● **Short problem 1**: In the records, switch every "bush" to "shrub" in the lines from the one containing "of the snow-covered" through the last line of the records, keeping everything else the same. Output only those lines.

· · · · ·

= Mulabhadra =

Medieval secret method of communication

Mūlabhadra (മൂലഭദ്ര) Mūlabhadri (:ml:മൂലഭദ്രി) was a secret method of communication employed by the royal spies of the erstwhile Travancore Kingdom during the medieval period. The scheme was also colloquially referred to as Mūlapatra. It was essentially a cryptographic scheme involving a partial transposition of the letters of the Malayalam alphabet. The scheme had been extensively used by King Marthanda Varma (1706–1758) of Travancore Kingdom and his spies both for oral and written communication of messages. It was a fixed one-time unchangeable code in as much as it did not employ any key in its implementation in contrast to modern methods of substitution ciphers involving the utilisation of a key for generating a system of codes.

· · · · ·

● **Short problem 2**: According to the Mulabhadra text, what was the scheme colloquially called?

· · · · ·

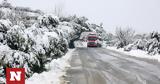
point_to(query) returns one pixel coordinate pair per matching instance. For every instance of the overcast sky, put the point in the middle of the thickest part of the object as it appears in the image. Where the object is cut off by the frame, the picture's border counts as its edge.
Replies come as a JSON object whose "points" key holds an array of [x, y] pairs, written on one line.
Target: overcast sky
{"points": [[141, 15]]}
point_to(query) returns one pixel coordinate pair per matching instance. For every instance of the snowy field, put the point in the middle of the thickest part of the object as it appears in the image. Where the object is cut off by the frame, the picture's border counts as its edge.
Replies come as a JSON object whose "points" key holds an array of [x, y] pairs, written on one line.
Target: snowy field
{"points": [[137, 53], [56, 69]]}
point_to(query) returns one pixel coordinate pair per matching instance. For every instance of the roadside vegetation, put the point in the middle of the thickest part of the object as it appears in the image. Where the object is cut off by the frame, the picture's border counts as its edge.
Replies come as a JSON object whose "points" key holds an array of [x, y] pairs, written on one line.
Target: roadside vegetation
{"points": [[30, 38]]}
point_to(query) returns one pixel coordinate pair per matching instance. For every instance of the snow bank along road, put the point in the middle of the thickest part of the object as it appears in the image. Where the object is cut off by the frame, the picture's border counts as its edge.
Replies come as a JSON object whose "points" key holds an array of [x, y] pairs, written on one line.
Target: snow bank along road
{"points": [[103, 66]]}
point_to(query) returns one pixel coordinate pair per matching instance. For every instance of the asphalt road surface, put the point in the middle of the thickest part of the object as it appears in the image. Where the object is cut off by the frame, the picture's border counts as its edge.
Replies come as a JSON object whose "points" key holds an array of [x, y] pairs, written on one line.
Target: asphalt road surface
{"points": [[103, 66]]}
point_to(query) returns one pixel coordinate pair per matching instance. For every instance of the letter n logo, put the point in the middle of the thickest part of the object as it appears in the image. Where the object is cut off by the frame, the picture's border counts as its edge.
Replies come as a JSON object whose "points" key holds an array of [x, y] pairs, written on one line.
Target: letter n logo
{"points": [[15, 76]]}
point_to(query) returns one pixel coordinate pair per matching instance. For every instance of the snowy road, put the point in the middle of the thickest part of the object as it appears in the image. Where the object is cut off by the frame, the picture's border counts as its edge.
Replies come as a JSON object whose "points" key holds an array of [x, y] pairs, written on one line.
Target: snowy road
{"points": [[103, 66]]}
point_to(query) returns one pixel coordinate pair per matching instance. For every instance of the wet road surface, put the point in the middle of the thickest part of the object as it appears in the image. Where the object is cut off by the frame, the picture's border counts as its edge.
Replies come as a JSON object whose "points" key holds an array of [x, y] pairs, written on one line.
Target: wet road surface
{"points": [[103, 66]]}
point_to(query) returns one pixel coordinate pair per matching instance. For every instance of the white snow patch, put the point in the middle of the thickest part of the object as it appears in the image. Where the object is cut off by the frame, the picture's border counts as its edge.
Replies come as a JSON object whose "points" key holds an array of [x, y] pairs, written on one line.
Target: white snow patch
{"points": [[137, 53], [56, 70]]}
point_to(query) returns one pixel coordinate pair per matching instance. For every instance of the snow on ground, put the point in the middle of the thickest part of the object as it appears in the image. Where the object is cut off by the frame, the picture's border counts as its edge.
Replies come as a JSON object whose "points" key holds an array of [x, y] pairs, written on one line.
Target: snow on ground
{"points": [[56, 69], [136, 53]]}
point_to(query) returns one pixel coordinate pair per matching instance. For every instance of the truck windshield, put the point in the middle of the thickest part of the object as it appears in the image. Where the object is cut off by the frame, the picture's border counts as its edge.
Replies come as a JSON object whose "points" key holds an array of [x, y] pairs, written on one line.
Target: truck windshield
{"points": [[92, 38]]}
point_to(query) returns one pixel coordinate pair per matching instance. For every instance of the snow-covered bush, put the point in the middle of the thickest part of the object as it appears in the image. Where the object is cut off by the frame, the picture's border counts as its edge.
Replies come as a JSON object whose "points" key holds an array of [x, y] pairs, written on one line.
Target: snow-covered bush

· · · · ·

● **Written response 1**:
point_to(query) returns one pixel coordinate pair per matching instance. For every instance of the snow-covered shrub, put the point in the middle of the thickest part of the object as it appears in the image. Where the object is cut off by the frame, the picture's border counts as its edge.
Replies come as a JSON object whose "points" key holds an array of [x, y] pairs, written on one line.
Target: snow-covered shrub

● **Written response 2**: Mūlapatra